== Records for this task ==

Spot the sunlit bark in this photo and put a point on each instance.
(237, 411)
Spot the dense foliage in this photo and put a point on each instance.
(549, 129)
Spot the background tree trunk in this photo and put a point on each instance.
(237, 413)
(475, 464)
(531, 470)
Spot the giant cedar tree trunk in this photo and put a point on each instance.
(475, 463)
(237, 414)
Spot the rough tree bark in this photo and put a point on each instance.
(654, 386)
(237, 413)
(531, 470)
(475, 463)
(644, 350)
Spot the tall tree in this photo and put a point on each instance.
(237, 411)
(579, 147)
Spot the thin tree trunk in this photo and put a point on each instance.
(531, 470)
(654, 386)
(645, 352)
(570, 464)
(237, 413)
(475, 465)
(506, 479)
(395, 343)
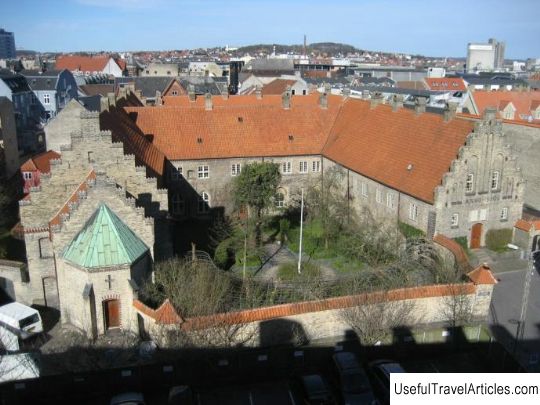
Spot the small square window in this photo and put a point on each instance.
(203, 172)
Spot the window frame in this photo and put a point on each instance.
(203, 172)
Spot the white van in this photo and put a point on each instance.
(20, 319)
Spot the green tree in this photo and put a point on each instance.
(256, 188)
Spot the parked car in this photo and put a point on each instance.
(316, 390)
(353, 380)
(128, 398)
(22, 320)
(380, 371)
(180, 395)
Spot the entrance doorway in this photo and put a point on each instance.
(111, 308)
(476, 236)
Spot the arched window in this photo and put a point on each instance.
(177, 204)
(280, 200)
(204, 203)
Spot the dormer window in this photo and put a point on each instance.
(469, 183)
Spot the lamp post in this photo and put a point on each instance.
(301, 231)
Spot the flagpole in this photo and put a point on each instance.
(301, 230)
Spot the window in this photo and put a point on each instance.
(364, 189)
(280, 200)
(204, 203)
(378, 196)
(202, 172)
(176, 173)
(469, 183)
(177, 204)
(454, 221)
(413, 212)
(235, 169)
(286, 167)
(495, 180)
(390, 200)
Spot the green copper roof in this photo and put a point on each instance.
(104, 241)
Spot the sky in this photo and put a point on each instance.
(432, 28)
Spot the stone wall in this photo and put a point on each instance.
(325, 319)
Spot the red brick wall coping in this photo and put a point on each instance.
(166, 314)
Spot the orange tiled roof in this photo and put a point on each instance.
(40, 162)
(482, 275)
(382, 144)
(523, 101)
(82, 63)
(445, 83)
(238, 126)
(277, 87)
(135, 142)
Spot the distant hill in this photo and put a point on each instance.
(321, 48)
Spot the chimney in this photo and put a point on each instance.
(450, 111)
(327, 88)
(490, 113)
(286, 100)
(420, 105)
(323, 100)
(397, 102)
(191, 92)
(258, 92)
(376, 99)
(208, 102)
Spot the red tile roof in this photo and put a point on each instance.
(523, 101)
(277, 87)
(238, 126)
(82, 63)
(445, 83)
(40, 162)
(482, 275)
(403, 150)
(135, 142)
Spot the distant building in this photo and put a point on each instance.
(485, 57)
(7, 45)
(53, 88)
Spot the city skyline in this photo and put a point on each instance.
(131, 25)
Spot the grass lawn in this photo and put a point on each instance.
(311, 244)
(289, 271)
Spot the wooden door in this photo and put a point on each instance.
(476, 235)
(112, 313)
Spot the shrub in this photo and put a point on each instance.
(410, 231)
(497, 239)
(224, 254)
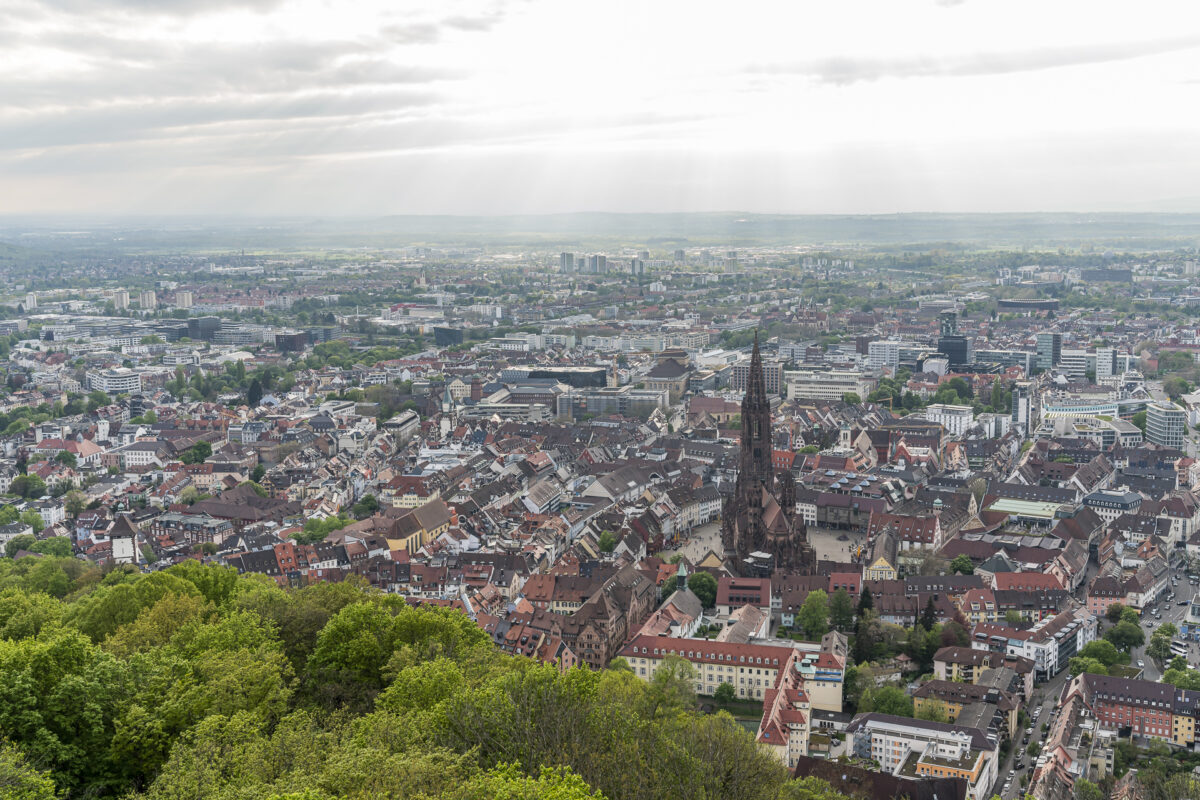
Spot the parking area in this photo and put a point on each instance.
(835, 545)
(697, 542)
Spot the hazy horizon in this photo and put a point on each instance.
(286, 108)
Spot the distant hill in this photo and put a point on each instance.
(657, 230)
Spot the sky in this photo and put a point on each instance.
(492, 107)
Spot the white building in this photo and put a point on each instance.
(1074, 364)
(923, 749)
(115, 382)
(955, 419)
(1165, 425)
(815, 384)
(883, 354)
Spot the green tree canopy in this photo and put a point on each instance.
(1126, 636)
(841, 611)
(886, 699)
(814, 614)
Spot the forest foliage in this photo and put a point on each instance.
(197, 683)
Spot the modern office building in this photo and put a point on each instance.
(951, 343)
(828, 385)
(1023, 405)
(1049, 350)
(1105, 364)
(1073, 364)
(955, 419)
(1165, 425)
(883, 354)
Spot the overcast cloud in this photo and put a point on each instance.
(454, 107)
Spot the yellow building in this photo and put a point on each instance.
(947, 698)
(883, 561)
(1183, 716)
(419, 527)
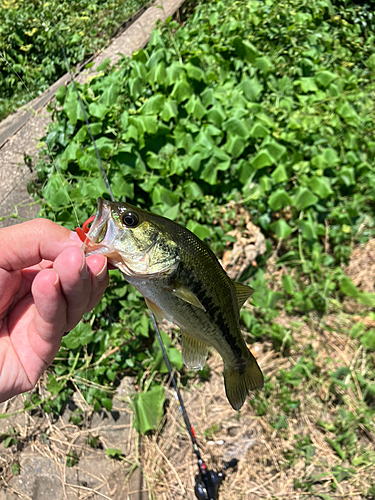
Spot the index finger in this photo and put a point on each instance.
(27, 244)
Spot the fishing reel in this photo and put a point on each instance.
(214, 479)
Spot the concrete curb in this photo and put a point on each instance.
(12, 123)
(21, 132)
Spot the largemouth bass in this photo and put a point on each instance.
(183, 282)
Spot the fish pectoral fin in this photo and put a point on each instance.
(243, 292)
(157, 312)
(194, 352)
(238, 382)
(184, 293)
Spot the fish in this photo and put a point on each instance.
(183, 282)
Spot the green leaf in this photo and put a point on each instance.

---

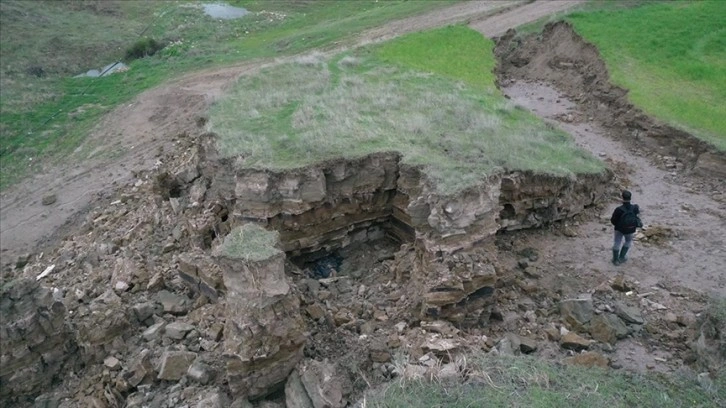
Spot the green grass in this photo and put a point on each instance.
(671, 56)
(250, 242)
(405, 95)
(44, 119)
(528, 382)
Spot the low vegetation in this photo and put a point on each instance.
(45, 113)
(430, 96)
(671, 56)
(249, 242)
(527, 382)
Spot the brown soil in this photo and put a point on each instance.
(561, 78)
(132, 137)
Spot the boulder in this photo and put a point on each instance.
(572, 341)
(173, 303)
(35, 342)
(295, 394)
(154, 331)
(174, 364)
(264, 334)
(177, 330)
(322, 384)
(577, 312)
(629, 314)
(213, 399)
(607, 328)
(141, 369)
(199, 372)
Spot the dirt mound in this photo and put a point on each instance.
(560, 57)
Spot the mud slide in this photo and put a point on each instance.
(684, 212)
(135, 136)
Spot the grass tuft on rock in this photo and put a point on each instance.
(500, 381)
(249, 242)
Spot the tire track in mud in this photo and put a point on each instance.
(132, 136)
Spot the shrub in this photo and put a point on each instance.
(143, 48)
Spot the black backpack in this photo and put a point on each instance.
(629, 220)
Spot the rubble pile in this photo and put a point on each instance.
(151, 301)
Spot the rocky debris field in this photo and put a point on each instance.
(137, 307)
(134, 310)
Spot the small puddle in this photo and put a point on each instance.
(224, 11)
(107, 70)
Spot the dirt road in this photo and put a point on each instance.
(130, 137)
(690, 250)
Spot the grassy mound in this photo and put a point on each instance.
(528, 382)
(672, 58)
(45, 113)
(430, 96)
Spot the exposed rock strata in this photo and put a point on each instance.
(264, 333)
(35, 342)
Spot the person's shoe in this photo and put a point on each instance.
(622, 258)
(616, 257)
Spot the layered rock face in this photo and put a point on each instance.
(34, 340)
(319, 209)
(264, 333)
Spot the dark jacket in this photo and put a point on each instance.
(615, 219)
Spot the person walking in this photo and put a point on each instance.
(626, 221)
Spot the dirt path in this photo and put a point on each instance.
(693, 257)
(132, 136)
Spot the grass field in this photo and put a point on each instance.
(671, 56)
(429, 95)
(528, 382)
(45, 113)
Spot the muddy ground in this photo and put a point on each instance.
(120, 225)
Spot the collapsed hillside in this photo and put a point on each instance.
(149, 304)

== Assignment ==
Go down the entries above from the line containing "Spot the white building" to the line containing "Spot the green leaf" and write out each line exactly, leaving pictures out.

== Output for this exercise ==
Spot the white building in this photo and put a point on each instance.
(1074, 364)
(923, 749)
(115, 382)
(955, 419)
(1165, 425)
(815, 384)
(883, 354)
Spot the green tree canopy in this photo and put a point on each instance.
(1126, 636)
(841, 611)
(886, 699)
(814, 614)
Spot the forest foliage in this photo and put a point on each instance.
(197, 683)
Spot the modern office building in this photo and put a point on each instance.
(951, 343)
(828, 385)
(1023, 405)
(1049, 350)
(1105, 364)
(1073, 364)
(955, 419)
(1165, 425)
(883, 354)
Spot the overcast cloud in this photo and put a point on each instance.
(454, 107)
Spot the yellow building in this photo and put a point on each instance.
(947, 698)
(883, 561)
(1183, 716)
(419, 527)
Spot the index finger in this photo and put a point on each instance.
(27, 244)
Spot the fishing reel in this photo and put a point on each instance.
(214, 479)
Spot the concrete curb in this photo and put a point on each instance.
(12, 123)
(21, 132)
Spot the largemouth bass in this photo and put a point on each instance.
(183, 282)
Spot the fish pectoral fin in this photo and put a point on each instance.
(243, 292)
(157, 312)
(194, 352)
(238, 382)
(184, 293)
Spot the fish in this photo and put a point on each instance.
(183, 282)
Spot the green leaf in this photo and put a point on each instance.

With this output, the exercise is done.